» Given instruction
How many lines in the material below contain the string "tree"? Reply with the number alone.

» Stored rows
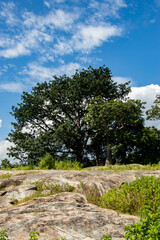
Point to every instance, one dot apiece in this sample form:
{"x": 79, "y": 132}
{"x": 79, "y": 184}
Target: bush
{"x": 148, "y": 228}
{"x": 67, "y": 165}
{"x": 47, "y": 162}
{"x": 132, "y": 197}
{"x": 5, "y": 164}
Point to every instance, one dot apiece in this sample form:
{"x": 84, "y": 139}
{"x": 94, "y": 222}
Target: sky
{"x": 39, "y": 39}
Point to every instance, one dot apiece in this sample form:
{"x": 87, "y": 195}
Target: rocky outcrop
{"x": 66, "y": 214}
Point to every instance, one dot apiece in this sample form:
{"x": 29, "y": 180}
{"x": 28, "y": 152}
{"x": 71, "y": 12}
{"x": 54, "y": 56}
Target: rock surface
{"x": 66, "y": 214}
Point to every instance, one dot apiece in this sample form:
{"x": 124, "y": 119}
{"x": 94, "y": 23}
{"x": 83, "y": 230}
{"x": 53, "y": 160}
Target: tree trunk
{"x": 108, "y": 155}
{"x": 108, "y": 146}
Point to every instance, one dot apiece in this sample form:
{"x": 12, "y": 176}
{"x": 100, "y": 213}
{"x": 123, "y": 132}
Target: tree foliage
{"x": 121, "y": 124}
{"x": 84, "y": 117}
{"x": 154, "y": 112}
{"x": 50, "y": 119}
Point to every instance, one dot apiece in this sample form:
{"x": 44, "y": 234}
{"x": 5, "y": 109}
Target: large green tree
{"x": 120, "y": 123}
{"x": 50, "y": 119}
{"x": 154, "y": 112}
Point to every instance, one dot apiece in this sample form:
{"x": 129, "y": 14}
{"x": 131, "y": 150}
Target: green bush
{"x": 148, "y": 228}
{"x": 47, "y": 162}
{"x": 7, "y": 175}
{"x": 3, "y": 235}
{"x": 132, "y": 197}
{"x": 33, "y": 235}
{"x": 67, "y": 165}
{"x": 105, "y": 237}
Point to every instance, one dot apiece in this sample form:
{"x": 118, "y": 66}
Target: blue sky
{"x": 39, "y": 39}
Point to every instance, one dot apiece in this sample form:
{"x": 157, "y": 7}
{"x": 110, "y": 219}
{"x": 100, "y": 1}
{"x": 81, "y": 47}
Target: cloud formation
{"x": 3, "y": 149}
{"x": 47, "y": 33}
{"x": 146, "y": 94}
{"x": 12, "y": 87}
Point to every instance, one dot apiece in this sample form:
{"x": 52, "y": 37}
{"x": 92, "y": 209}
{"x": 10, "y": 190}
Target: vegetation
{"x": 3, "y": 235}
{"x": 86, "y": 117}
{"x": 132, "y": 197}
{"x": 125, "y": 167}
{"x": 50, "y": 119}
{"x": 47, "y": 162}
{"x": 154, "y": 112}
{"x": 45, "y": 190}
{"x": 148, "y": 228}
{"x": 7, "y": 175}
{"x": 120, "y": 122}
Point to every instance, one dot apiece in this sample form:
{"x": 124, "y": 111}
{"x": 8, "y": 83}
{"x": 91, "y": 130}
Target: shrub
{"x": 3, "y": 235}
{"x": 5, "y": 164}
{"x": 148, "y": 228}
{"x": 47, "y": 162}
{"x": 33, "y": 235}
{"x": 132, "y": 197}
{"x": 7, "y": 175}
{"x": 67, "y": 165}
{"x": 105, "y": 237}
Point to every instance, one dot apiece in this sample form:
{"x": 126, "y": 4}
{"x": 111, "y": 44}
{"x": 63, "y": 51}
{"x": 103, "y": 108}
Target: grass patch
{"x": 117, "y": 167}
{"x": 67, "y": 165}
{"x": 7, "y": 175}
{"x": 132, "y": 197}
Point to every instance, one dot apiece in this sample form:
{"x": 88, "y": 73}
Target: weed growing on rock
{"x": 3, "y": 235}
{"x": 44, "y": 190}
{"x": 121, "y": 167}
{"x": 105, "y": 237}
{"x": 131, "y": 197}
{"x": 147, "y": 228}
{"x": 54, "y": 188}
{"x": 7, "y": 175}
{"x": 34, "y": 235}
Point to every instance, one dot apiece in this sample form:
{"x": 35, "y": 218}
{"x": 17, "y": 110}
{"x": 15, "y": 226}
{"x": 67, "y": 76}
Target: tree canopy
{"x": 154, "y": 112}
{"x": 86, "y": 117}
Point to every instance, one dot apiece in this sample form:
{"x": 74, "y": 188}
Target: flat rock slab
{"x": 62, "y": 215}
{"x": 66, "y": 214}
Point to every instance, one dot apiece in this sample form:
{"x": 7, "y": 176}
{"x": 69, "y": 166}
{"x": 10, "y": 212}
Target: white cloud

» Final result
4